Location annotation dataset excerpts:
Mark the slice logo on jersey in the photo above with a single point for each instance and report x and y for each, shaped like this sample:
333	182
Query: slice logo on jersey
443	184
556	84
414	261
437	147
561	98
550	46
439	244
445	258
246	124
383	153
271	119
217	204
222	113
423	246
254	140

What is required:
Rewrite every line of the records as a JSON list of strings, one string per line, omitting blank lines.

Final result:
[
  "Mark the slice logo on jersey in the photo above with a single point for each instance and report x and y for each, shaped like this sample:",
  "333\t182",
  "Query: slice logo on jersey",
  "443\t184",
  "556\t84",
  "414\t261",
  "437\t147",
  "561\t98",
  "550\t46",
  "439\t244",
  "445\t258",
  "246\t124",
  "383\t153",
  "271\t119",
  "217\t204",
  "222\t113",
  "423\t246",
  "254\t140"
]